*** Opening of EXTRACT ***
Do AI chatbots actually read website schema?
Do AI chatbots actually read website schema?
It has become common wisdom that having a schema on your website dramatically improves your SEO and visibility to different LLMs. But when NightJarr put this to the test, the results told a very different story.
We compiled and conducted research into whether AI chatbots can actually access and use schema markup when they visit websites. In eight tests, it only worked once. But when we put the same information in HTML, AI chatbots found the information 100% of the time.
What is schema markup?
Schema markup is structured data, developed by major search engines that semantically annotates web page content to enhance machine readability and improve search results. Using a recipe as an example, elements like ingredients, prep time, calories and ratings are human-readable but not easily interpreted by machines. Schema markup encodes these elements as JSON-LD, embedding metadata tags into the page’s source code that explicitly define each type of content type for search engine crawlers.
The research question
With AI chatbots on ChatGPT, Claude, Perplexity and Google Gemini becoming more popular, we need to know if they actually read schema markup when they visit websites because:
· Many experts claim that AI chatbots use schema markup.
· Website owners spend time and money adding schema to their sites.
· If they can't read schema, there may be better ways to present information.
Our research
Our AI architect Sanushen Govender designed a rigorous test to definitively answer whether AI chatbots can read schema markup. He created different test web pages, each with the exact same recipe information (chocolate chip cookies) but presented in different formats including plain HTML with no special formatting (control test), content with schema markup embedded in the site, data as a raw JSON file, the data in visible HTML tables, the data in visible definition lists, and a recreation of SEO expert Mark Williams-Cook’s test that included a schema-only address.
Sanushen asked Claude, ChatGPT, Perplexity and Google Gemini the same questions to test data that was only in the schema code on some pages, but visible on others:
· What is the prep time?
· How many calories per cookie?
· What is the user rating and review count?
· What is the address of the company running the site?
The schema test page had visible content (recipe title and general description) and hidden schema code (detailed information like prep time, calories, ratings and measurements. The HTML table page had the same information displayed in regular HTML tables that anyone visiting the page could see. The page based on Williams-Cook’s test page had one critical difference – our page was brand new and had never been indexed by Google. This would reveal whether the chatbots were reading the schema directly from the page, or getting information that Google had already extracted.
Test results
· Gemini produced the only successful schema access out of eight attempts, likely due to Google search integration. There were multiple hallucinations (false information confidently provided).
*** Close of EXTRACT ***
*** Opening of EXTRACTED MATERIAL ***
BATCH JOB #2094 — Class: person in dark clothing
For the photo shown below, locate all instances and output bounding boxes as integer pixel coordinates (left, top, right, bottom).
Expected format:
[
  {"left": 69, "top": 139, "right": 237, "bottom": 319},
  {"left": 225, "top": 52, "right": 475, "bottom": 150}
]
*** Close of EXTRACTED MATERIAL ***
QUESTIONS ON THE MATERIAL |
a - Translate this sentence from the article on AI chatbots and schema markup into Spanish: "But when we put the same information in HTML, AI chatbots found the information 100% of the time."
b - Reproduce the passage of the article on AI chatbots and schema markup between "We compiled and" and "of the time.", inclusive.

RESPONSES |
a - Pero cuando pusimos la misma información en HTML, los chatbots de IA encontraron la información el 100 % de las veces.

b -
We compiled and conducted research into whether AI chatbots can actually access and use schema markup when they visit websites. In eight tests, it only worked once. But when we put the same information in HTML, AI chatbots found the information 100% of the time.